■ **INSTRUCTION A**:
Answer these questions using the text on depth perception:
(i) In what unit is the depth of field given?
(ii) What depth of field do empirical estimates show for a pupil diameter of 3 mm?
(iii) In real depth, what two sources give information about the relative depth of objects in front of or behind fixation depth?
■ **INSTRUCTION B**: Write out the part of the text on depth perception starting with "Thus considering both" and going on through "behind fixation depth.", renaming "stimuli" as "targets" each time it appears.

::: SUPPLIED TEXT :::

Understanding crowding in (real) depth requires diving a bit deeper into depth perception: Using a real-depth presentation avoids problems like lack of defocus blur, conflicting depth information, and vergence-accommodation mismatch, which are associated with stereoscopic depth presentation (Hoffman et al., 2008; Lambooij et al., 2009). In real depth, the eyes’ vergence and accommodation are coupled, both focusing at the point of fixation. This physiological state of the eyes itself provides information about the absolute depth of fixation (Howard, 2012). Information about the relative depth distance of objects in front of or behind fixation depth is in real depth available by binocular disparity and by defocus blur (Howard, 2012). Binocular disparity refers to the difference in the images of an object in the two eyes, when this object deviates in depth from the fixation depth. Since binocular disparity is given as the vergence angle of the two eyes that would be required to fixate the defocused object, it depends on fixation distance and is more useful for smaller distances from the observer (Howard & Rogers, 2012).

Defocus blur refers to the increased blurriness of an object that is departing from the point of fixation either in front (i.e., it comes closer to the observer) or behind (i.e., receding from the observer; Howard, 2012). There is a certain range of tolerable defocus around the point of fixation, referred to as the depth of field (DOF), within which it is assumed that the level of blur is not detectable (Howard, 2012). Since the depth of field is given in diopters, its absolute size in object space depends on fixation distance, with blur being more informative for smaller distances from the observer. Taking into account empirical estimates showing a DOF of ± 0.3 dpt for a pupil diameter of 3 mm (e.g., Campbell, 1957) shows that defocused depths in Eberhardt and Huckauf (2017) were clearly within the DOF.

Thus considering both binocular disparity as well as defocus blur suggests that depth variations were probably too small to observe substantial differences between the tested depth conditions. Therefore, in the present study the range of distances was extended. Analogously to the effect of eccentricity, showing that crowding increases when stimuli are presented more distantly from the point of fixation (Levi, 2008; Pelli & Tillman, 2008; Whitney & Levi, 2011), for depth, one might assume that crowding increases when stimuli are presented farther apart from the fixated depth, e.g., all stimuli in front of or behind fixation depth.

::: DATASET EXTRACT :::

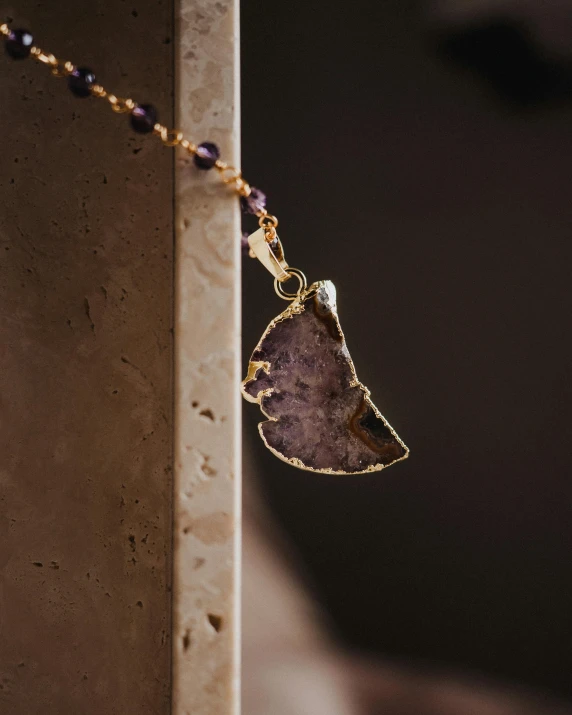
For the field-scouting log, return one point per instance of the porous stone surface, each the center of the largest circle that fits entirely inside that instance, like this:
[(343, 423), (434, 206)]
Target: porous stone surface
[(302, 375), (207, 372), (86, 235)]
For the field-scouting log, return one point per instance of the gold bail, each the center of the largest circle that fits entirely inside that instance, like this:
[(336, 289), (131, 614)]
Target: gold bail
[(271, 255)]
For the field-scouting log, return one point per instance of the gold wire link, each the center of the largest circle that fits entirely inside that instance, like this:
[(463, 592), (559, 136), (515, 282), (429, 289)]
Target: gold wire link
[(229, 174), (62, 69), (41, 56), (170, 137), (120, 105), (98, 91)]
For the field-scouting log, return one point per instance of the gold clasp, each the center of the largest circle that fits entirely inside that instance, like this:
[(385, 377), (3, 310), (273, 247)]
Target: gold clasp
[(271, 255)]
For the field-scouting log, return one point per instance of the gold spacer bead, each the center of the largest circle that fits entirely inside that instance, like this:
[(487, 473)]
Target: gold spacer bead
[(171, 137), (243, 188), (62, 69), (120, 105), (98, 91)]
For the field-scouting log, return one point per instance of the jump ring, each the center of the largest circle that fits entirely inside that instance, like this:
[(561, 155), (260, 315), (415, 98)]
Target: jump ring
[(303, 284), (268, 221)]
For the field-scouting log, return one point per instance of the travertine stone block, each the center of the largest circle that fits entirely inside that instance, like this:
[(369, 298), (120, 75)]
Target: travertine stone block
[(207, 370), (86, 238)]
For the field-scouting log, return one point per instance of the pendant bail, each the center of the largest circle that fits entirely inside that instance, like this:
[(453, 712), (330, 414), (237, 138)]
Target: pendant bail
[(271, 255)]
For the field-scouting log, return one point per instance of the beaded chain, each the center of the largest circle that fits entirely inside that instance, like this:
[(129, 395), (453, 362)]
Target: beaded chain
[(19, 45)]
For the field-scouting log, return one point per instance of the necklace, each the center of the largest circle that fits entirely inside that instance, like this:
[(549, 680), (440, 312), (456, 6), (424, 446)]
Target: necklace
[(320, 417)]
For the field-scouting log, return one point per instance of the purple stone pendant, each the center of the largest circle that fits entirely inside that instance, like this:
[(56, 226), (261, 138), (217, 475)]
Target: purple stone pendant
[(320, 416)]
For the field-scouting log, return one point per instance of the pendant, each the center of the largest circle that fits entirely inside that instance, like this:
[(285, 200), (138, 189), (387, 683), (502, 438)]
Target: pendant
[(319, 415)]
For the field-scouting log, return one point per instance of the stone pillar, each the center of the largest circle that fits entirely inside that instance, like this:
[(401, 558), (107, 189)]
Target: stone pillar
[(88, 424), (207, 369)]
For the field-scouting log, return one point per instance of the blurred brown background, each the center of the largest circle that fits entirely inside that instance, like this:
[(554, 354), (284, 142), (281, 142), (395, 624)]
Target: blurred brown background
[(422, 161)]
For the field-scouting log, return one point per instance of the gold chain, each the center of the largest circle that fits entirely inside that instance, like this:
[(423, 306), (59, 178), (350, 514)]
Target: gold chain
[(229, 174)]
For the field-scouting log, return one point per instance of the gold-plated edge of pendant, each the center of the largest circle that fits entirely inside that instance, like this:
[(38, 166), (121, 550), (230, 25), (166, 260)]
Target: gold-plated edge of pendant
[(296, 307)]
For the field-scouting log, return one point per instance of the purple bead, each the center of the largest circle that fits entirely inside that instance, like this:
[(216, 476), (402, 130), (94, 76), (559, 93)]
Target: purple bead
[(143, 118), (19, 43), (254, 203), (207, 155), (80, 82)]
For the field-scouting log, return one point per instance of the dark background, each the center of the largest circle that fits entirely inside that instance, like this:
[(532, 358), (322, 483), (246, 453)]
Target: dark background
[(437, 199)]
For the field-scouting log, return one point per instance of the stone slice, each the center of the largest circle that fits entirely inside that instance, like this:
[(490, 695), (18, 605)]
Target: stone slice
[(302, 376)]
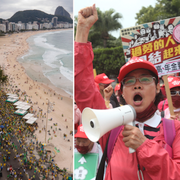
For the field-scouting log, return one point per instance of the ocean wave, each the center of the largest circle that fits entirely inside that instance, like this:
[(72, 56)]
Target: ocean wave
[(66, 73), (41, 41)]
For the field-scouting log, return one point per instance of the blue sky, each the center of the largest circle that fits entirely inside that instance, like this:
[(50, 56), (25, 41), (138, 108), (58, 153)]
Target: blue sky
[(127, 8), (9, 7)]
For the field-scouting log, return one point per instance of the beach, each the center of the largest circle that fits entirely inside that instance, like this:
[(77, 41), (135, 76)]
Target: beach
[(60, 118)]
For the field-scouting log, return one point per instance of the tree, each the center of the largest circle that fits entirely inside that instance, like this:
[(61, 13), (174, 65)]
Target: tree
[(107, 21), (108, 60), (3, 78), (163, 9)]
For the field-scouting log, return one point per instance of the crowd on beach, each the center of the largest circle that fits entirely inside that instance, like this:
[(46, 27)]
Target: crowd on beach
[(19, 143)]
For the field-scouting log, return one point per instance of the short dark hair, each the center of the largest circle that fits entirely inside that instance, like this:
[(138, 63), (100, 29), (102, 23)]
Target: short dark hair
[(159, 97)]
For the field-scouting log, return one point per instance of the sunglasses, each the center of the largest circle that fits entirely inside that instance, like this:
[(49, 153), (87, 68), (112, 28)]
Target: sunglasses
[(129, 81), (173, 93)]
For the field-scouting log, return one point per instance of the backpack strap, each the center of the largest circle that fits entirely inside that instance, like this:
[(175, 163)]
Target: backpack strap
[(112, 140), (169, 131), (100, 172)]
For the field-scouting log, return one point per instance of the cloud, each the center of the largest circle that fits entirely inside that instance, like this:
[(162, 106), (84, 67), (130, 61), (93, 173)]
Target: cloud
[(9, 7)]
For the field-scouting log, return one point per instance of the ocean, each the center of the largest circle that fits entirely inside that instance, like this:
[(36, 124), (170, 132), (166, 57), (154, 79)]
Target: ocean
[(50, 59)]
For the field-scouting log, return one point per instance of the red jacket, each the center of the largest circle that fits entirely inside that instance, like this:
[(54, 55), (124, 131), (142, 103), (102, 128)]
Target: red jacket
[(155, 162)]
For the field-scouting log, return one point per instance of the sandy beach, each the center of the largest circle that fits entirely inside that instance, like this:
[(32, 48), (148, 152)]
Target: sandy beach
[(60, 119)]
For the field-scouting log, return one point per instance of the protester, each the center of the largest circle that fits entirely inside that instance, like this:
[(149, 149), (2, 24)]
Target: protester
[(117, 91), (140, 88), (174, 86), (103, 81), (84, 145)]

:::

■ **WRITTEN RESPONSE A**:
(i) Diopters.
(ii) ± 0.3 dpt.
(iii) Binocular disparity and defocus blur.

■ **WRITTEN RESPONSE B**:
Thus considering both binocular disparity as well as defocus blur suggests that depth variations were probably too small to observe substantial differences between the tested depth conditions. Therefore, in the present study the range of distances was extended. Analogously to the effect of eccentricity, showing that crowding increases when targets are presented more distantly from the point of fixation (Levi, 2008; Pelli & Tillman, 2008; Whitney & Levi, 2011), for depth, one might assume that crowding increases when targets are presented farther apart from the fixated depth, e.g., all targets in front of or behind fixation depth.